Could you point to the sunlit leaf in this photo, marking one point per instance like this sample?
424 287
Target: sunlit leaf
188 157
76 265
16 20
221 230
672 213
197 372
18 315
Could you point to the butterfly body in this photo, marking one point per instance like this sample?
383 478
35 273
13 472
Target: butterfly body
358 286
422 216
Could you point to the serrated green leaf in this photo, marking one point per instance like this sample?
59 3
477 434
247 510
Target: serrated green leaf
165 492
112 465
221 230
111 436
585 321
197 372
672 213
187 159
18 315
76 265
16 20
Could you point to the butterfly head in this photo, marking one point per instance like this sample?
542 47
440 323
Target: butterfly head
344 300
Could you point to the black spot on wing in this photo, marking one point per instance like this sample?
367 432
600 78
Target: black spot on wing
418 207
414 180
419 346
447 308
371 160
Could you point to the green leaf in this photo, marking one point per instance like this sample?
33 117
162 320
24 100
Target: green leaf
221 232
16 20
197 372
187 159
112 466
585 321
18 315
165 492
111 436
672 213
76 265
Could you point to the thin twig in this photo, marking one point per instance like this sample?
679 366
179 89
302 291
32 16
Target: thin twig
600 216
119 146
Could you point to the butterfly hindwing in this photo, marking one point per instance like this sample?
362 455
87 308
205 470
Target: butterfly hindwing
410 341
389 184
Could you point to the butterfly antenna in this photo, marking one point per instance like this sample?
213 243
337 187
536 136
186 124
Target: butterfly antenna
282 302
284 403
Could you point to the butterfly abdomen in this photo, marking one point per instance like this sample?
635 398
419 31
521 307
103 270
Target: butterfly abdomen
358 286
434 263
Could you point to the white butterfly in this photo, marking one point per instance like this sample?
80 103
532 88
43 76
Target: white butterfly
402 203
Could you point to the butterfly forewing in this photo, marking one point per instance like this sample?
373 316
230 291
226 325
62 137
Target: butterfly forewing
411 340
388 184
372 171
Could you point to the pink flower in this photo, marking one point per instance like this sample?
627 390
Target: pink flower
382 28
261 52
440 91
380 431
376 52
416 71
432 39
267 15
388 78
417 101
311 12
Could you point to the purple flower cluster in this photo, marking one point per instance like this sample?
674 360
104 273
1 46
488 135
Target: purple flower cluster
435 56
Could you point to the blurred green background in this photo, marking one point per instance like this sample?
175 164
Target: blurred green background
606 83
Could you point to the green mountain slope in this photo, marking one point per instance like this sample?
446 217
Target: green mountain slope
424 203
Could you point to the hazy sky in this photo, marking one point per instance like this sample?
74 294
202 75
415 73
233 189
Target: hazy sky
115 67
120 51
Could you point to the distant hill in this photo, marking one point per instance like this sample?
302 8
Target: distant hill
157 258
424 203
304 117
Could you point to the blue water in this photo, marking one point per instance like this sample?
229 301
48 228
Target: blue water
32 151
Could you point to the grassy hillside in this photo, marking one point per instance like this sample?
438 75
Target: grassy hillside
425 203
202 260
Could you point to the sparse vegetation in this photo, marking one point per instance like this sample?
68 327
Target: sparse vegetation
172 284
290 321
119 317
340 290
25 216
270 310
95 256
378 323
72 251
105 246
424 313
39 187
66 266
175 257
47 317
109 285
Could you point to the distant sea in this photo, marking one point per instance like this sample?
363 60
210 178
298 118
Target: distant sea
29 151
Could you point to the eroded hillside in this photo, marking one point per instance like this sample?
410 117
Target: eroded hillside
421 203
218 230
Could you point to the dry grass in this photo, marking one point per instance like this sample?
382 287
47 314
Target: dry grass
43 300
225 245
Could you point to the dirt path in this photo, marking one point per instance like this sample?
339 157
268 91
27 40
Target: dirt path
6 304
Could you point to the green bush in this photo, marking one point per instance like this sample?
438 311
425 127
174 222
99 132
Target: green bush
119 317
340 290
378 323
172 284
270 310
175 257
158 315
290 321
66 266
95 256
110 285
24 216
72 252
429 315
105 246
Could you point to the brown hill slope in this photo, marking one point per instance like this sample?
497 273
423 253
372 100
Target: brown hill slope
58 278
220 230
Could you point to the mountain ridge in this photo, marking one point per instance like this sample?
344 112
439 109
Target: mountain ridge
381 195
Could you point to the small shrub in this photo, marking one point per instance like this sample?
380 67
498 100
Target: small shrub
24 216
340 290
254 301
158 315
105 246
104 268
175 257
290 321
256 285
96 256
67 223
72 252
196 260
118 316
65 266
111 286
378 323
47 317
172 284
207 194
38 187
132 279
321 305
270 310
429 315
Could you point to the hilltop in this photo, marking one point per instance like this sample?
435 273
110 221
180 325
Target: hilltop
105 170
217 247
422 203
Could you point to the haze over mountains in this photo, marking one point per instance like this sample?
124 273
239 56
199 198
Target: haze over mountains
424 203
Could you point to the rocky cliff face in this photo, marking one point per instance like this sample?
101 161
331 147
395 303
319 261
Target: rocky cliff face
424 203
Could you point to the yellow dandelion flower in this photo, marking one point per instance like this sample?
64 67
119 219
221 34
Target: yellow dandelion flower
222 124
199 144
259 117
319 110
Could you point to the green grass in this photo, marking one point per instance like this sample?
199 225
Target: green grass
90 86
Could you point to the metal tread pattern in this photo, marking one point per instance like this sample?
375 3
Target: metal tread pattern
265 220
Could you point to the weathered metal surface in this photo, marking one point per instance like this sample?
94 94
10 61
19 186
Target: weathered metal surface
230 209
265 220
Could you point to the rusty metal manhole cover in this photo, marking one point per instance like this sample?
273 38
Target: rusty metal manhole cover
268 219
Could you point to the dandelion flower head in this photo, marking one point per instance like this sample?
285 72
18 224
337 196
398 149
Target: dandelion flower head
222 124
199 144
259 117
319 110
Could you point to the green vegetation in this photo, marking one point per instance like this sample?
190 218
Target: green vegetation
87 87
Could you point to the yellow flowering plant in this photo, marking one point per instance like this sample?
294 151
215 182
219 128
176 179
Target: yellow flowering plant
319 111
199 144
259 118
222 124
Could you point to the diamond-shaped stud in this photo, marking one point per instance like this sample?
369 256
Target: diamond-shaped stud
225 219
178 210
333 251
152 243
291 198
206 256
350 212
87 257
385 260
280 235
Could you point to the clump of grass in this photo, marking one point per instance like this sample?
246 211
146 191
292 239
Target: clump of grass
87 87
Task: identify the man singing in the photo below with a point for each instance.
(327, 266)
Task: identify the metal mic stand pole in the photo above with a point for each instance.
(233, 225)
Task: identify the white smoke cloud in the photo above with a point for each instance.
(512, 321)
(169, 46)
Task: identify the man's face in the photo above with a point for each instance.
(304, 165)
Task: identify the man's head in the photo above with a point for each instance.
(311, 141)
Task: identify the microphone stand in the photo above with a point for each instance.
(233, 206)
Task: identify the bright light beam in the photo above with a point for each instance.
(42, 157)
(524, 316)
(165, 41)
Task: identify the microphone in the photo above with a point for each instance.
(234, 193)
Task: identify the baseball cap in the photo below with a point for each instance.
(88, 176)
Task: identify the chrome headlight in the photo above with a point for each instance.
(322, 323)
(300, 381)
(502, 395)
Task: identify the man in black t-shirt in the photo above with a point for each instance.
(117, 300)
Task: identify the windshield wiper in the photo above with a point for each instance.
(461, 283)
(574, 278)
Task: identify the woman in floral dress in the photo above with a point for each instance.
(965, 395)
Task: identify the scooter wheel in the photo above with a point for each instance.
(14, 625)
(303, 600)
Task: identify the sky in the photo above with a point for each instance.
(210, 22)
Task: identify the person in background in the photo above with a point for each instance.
******************************
Each line must be given again exactly as written above.

Could you point to the sunlit leaf in this photo, marking one point per instance like this sample?
424 287
Target: sunlit leaf
188 157
76 265
16 20
221 230
672 213
197 372
18 315
Could you point to the butterfly body in this photo, marking one point per instance like this sample?
383 478
35 273
13 472
Target: butterfly body
358 286
422 216
Could you point to the serrated green leaf in this photo, marking one point per instance like this sample?
59 3
477 434
247 510
Target: serrated green leaf
165 492
112 465
221 230
111 436
585 321
197 372
672 213
187 159
18 315
76 265
16 20
Could you point to the butterfly head in this photo, marking one point per instance like this sample?
542 47
440 323
Target: butterfly head
344 300
Could you point to the black spot on wing in this photo, marking one point per instance like this sample?
367 432
600 78
Target: black spot on wing
418 207
414 180
419 346
447 308
371 160
Could you point to the green leaf in this photo, marking one point per instance like this sample?
33 117
162 320
24 100
Target: green leaf
221 232
16 20
197 372
187 159
112 466
585 321
18 315
165 492
111 436
672 213
76 265
Could you point to the thin twig in this photo, marking one point per instance like this sample?
679 366
179 89
302 291
32 16
Target: thin twig
600 216
119 146
Could you point to the butterfly hindwing in this photo, marking one point per instance like this sample?
362 455
87 308
205 470
Target: butterfly hindwing
410 341
389 184
Could you point to the butterfly antenna in this photo, marking one point per instance like this sample?
213 243
337 187
536 136
186 124
Target: butterfly antenna
282 302
284 403
Could you point to the butterfly abdomen in this photo, marking one point per instance like this sample?
635 398
419 31
521 307
103 270
Target: butterfly abdomen
358 286
434 263
Could you point to the white butterfly in this photo, marking one point per instance like this sample?
80 103
532 88
43 76
Target: white butterfly
402 203
Could you point to the butterfly forewing in this photo, marking one point per instance like this sample?
373 316
230 291
226 325
62 137
Target: butterfly forewing
411 340
388 184
372 171
Could you point to the pink flower in this photo, marking one point per instance like this sample?
627 390
Target: pink flower
382 28
261 52
440 91
380 431
376 52
416 71
432 39
267 15
388 78
417 101
311 12
Could you point to the purple flower cluster in this photo, marking one point per instance like this sample?
674 360
104 273
1 46
488 135
Target: purple flower cluster
435 56
Could you point to the blurred green background in this photo, marking one point per instance like this sample?
175 164
Target: blurred green background
606 83
Could you point to the green mountain slope in this photo, marking one point per instance like this sample?
446 217
Target: green mountain slope
424 203
Could you point to the hazy sky in this photo, marking one point per instance like this sample?
74 294
202 75
415 73
233 189
Target: hazy sky
115 67
120 51
Could you point to the distant hill in this photo, marking one point per instance like this sample?
302 8
Target: distant hill
157 258
424 203
304 117
Could you point to the blue water in this photo, marking one point per instance like this sample?
229 301
48 228
Target: blue water
32 151
Could you point to the grassy hillside in this photo, marking one point per instance like this sample?
438 75
Target: grassy hillside
425 203
202 260
Could you point to the sparse vegetation in this photo, marking one point per instance like this sample?
68 327
Target: sparse vegetation
172 284
290 321
119 317
340 290
25 216
270 310
95 256
378 323
72 251
105 246
424 313
39 187
66 266
175 257
47 317
109 285
Could you point to the distant sea in this photo, marking one point per instance like this sample?
363 60
210 178
298 118
Target: distant sea
29 151
Could you point to the eroded hillside in this photo, marking one point per instance like this sample?
410 117
Target: eroded hillside
421 203
218 230
Could you point to the dry grass in this photo, marking one point per instance like this sample?
382 287
47 314
Target: dry grass
43 300
225 245
Could you point to the dirt path in this photo, marking one point per instance like this sample?
339 157
268 91
27 40
Target: dirt path
6 304
Could you point to the green bush in this photo, marking one point per instance like this sample?
438 311
425 127
174 222
99 132
Target: green bush
119 317
340 290
378 323
172 284
270 310
175 257
158 315
290 321
66 266
95 256
110 285
24 216
72 252
429 315
105 246
Could you point to the brown hill slope in this photo, marking one point per instance like this sample?
497 273
423 253
372 100
Target: brown hill slope
58 278
220 230
Could you point to the mountain ridge in this photo, marking one point per instance like this sample?
344 112
439 109
Target: mountain ridge
381 195
Could you point to the small shrub in this photo, marking one point per instance like this sample?
380 67
498 100
Target: small shrub
24 216
340 290
254 301
158 315
105 246
104 268
175 257
290 321
256 285
96 256
67 223
72 252
196 260
118 316
65 266
111 286
378 323
47 317
172 284
207 194
38 187
132 279
321 305
270 310
429 315
Could you point to the hilltop in this photo, marking one point per instance like this sample?
435 273
110 221
180 325
Target: hilltop
105 170
217 247
422 203
Could you point to the haze over mountains in this photo, marking one point per instance like this sample?
124 273
239 56
199 198
Target: haze over mountains
424 203
Could you point to the rocky cliff face in this photo, marking one point per instance like this sample?
101 161
331 147
395 303
319 261
Target: rocky cliff face
424 203
Could you point to the yellow dandelion flower in this photo, marking one point per instance like this sample?
64 67
119 219
221 34
Target: yellow dandelion flower
222 124
199 144
259 117
319 110
Could you point to the green grass in this photo, marking one point per instance like this sample?
199 225
Target: green grass
90 86
Could you point to the metal tread pattern in this photo, marking one point per instance like this sample?
375 3
Target: metal tread pattern
265 220
Could you point to the weathered metal surface in this photo, marking one point per instance like this sample?
94 94
10 61
19 186
Target: weathered metal surface
230 209
265 220
Could you point to the rusty metal manhole cover in this photo, marking one point per instance like this sample?
273 38
Target: rusty metal manhole cover
268 219
Could you point to the dandelion flower head in this photo, marking one point per instance like this sample?
285 72
18 224
337 196
398 149
Target: dandelion flower head
222 124
199 144
259 117
319 110
Could you point to the green vegetation in this photo, marking one point per instance like this sample?
190 218
Target: green vegetation
87 87
Could you point to the yellow flowering plant in this photo, marking one point per instance like this sample?
294 151
215 182
219 128
176 179
Target: yellow flowering plant
319 111
199 144
259 118
222 124
Could you point to the diamond-shaped stud in this photo, marking one point per instance like this sample?
369 256
Target: diamond-shaped stud
225 219
178 210
333 251
152 243
291 198
206 256
350 212
87 257
385 260
280 235
Could you point to the clump of grass in this photo, marking one point per instance like this sample?
246 211
146 191
292 239
Target: clump of grass
87 87
Task: identify the man singing in the photo below with a point for each instance.
(327, 266)
Task: identify the metal mic stand pole in the photo above with a point for each instance.
(233, 225)
Task: identify the white smoke cloud in the photo above with a point for each instance.
(512, 321)
(169, 46)
Task: identify the man's face in the photo above with a point for each instance.
(304, 165)
Task: identify the man's head in the photo above with a point for each instance.
(311, 141)
Task: identify the microphone stand in the photo above with a point for each instance.
(233, 206)
Task: identify the bright light beam in the photo above with a point for each instance.
(42, 157)
(524, 316)
(165, 41)
Task: identify the microphone in the photo above with a point for each instance.
(234, 193)
Task: identify the baseball cap in the photo below with a point for each instance.
(88, 176)
Task: identify the chrome headlight in the photo above with a point for each instance.
(322, 323)
(300, 381)
(502, 395)
Task: identify the man in black t-shirt in the photo above with a point for each instance.
(117, 300)
Task: identify the windshield wiper in the photo above with a point for each instance.
(461, 283)
(574, 278)
Task: identify the woman in floral dress in the photo above with a point for each instance.
(965, 395)
Task: identify the scooter wheel in the photo above with a point for each instance.
(14, 625)
(303, 600)
Task: identify the sky in the photo above with a point for each instance.
(210, 22)
Task: identify the person in background in the photo above with a point for each instance.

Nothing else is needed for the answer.